→ MATERIALS PROVIDED
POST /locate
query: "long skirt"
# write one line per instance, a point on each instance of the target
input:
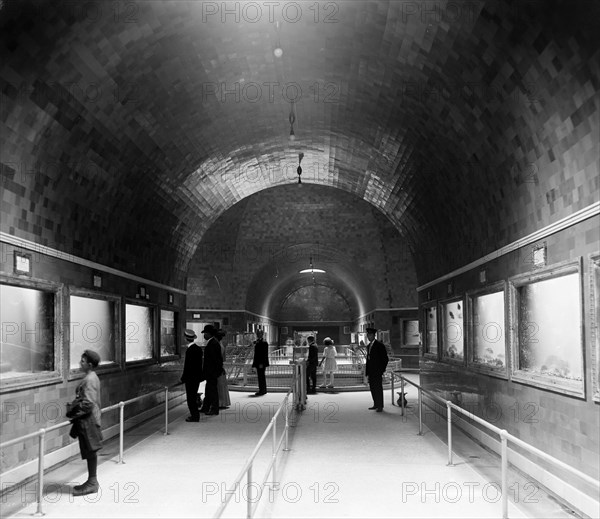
...
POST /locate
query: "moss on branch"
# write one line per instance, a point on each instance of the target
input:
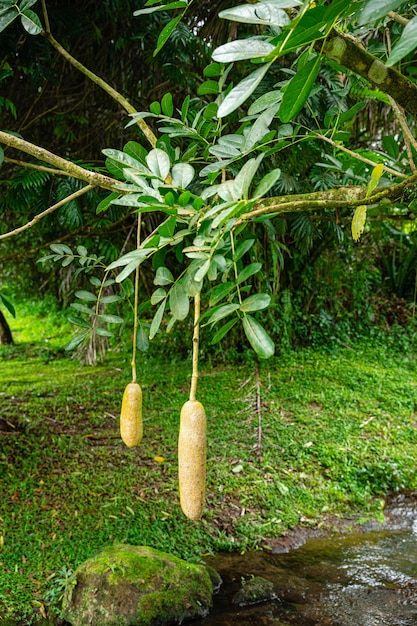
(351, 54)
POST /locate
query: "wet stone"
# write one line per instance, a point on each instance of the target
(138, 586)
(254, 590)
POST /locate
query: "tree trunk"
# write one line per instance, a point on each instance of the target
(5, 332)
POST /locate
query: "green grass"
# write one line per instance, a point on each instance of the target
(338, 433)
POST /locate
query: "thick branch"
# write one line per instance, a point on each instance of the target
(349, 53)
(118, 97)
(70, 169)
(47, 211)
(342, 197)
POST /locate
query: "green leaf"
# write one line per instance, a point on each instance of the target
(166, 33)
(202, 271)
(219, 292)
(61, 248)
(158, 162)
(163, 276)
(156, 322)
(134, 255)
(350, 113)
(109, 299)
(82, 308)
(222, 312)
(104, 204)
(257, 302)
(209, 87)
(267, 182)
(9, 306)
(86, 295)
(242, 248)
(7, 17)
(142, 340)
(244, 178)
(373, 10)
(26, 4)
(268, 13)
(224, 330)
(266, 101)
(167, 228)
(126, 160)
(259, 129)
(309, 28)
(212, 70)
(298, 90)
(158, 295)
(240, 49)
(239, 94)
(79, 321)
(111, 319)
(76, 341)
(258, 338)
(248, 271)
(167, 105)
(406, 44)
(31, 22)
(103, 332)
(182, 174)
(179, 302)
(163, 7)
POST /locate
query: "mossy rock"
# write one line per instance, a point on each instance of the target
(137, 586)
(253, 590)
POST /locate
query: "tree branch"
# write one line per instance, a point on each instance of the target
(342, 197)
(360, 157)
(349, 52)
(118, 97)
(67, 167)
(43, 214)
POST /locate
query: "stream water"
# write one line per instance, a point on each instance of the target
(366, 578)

→ DIRECTION
Please count the lines above that contain the string "branch" and reply with only that number.

→ SOLUTION FOR THIS EXERCISE
3